SET OF TASKS:
**a)** In the sandface sensor passage, what made the implementation succeed beyond the novel completions hardware, and what was key to deploying the system on time? Answer in one to three sentences.
**b)** Answer these questions from the sandface sensor passage:
(i) In what body of water is the dual-stage subsea well located?
(ii) What did the packed blocks of sensor data combine?
(iii) What protocol did the subsea interface card in the tree use to make the data available?
**c)** Continue the sandface sensor passage from its final sentence.

EXERCISE PASSAGE:

#####

Gambhir, H.S. (Reliance Industries Limited) | Shrivastav, Anil (Bechtel O&G) | Lovell, John R. (Schlumberger) | Mackay, Stuart (Schlumberger) | Chouzenoux, Christian (Schlumberger) | Juchereau, Bernard Guy (Schlumberger) | Arachman, Fitrah (Schlumberger) | Chaudhary, Ashish (Schlumberger)
Measurements from permanent sandface sensors have been made in a dual-stage subsea well in the Bay of Bengal. Miniaturized temperature sensors were clamped to the exterior of sandscreens and transmitted their data across an inductive coupler back to the seabed by means of a downhole communication hub. The system has been permanently installed and was designed to provide interpretation data over the life of the reservoir. The completions hardware required to accomplish this was novel, but the implementation would not have been a success without attention to the overall instrumentation and controls architecture. Interface management was a key to the ontime deployment of the system.
The sensor data were transmitted in packed blocks that combined diagnostic information with raw temperature values. The communication hub merged those blocks with temperature and pressure values from above the production packer. Inductive coupling provided a wireless transmission of power and data between the upper and the lower completion. The combination was transferred to a subsea interface card in the tree which made the data available using a ModbusTM protocol. The Modbus data were transferred by subsea vendor protocols to a rack-mounted computer on the production platform. For the subsea vendor, there were essentially no differences between for sandface data versus for those wells with measurements only above the production packer. In particular, no additional or non-standard penetrations were required through the tree.

#####

EXTRACTED ENTRIES:
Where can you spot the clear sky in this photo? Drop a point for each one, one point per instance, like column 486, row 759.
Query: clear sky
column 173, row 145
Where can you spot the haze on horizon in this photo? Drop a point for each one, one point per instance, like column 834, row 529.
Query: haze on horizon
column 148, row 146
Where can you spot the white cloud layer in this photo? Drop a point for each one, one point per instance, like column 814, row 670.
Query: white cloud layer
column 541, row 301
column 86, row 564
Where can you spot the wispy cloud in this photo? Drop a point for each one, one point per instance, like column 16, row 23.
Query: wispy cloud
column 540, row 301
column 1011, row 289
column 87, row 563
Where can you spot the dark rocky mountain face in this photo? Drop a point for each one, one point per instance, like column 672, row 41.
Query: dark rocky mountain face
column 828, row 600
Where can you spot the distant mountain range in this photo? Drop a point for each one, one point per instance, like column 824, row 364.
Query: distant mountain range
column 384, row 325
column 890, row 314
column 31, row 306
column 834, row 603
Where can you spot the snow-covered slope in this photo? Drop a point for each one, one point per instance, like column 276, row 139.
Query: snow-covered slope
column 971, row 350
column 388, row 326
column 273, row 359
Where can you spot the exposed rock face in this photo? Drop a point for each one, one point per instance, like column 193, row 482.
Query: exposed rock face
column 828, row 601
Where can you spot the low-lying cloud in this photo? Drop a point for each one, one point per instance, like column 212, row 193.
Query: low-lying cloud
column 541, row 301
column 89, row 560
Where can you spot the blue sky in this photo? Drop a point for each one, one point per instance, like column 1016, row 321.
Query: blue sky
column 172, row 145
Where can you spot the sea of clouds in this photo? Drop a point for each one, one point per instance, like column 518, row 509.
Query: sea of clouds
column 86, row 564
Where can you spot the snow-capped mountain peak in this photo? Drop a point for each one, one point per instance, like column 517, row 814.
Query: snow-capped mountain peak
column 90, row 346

#####

ANSWERS BELOW:
**a)** The implementation would not have succeeded without attention to the overall instrumentation and controls architecture. Interface management was key to deploying the system on time.

**b)**
(i) The Bay of Bengal.
(ii) Diagnostic information and raw temperature values.
(iii) The Modbus protocol.

**c)**
The sandface temperature data were transmitted in real-time during clean-up to the company headquarters in Mumbai, where they were staged onto an OracleTM database. A thermal simulator has been configured to upload data from that database and provide an iterative inversion wherein reservoir properties are varied until simulated temperature data matches the measured data. Standard fluid modeling programs can then give a flow profile from those intepreted reservoir properties. The same thermal simulator will be used for production data, in which case the well data passes from the production platform to the same remote database using a redundant architecture.